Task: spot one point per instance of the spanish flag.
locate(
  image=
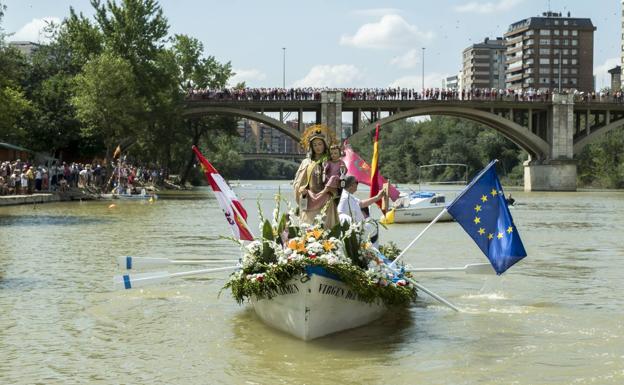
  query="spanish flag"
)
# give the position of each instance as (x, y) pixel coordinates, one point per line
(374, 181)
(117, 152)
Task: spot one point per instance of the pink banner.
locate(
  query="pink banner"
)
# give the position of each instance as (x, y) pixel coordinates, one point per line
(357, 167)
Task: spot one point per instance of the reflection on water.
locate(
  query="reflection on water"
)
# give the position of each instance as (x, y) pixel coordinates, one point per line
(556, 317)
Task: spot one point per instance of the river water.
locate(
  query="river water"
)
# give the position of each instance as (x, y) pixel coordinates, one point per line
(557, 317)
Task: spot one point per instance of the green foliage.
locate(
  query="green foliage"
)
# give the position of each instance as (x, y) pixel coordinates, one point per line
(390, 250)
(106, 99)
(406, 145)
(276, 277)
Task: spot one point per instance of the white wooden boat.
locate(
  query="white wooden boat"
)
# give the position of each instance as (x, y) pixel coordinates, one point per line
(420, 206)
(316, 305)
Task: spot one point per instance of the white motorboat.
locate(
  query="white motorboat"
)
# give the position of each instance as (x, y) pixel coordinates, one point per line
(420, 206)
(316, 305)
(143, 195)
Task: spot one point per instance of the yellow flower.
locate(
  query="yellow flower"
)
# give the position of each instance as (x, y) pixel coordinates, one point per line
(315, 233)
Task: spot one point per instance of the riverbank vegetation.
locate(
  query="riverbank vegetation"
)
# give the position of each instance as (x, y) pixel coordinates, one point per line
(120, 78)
|---|
WHAT THE TASK REQUIRES >> Exactly and only the lines from the one containing "Task: spot one point per instance of the white motorboat." through the end of the material are to be reproduced, both ends included.

FULL RESPONSE >>
Task: spot one point per instance of the white motorboat.
locate(
  query="white motorboat"
)
# give the position of each instance as (x, y) pixel coordinates, one point per line
(420, 206)
(316, 305)
(143, 195)
Task: spot one point per instance of the yellow flower.
locate(
  query="yellow flower"
)
# give the position of each instance as (x, y) pixel coordinates, one point per line
(315, 233)
Task: spot one point per instance of the riverbank vegetation.
locate(
  query="riverbank vegetation"
)
# give the position of each instance as (x, y) pixel coordinates, one point per line
(120, 78)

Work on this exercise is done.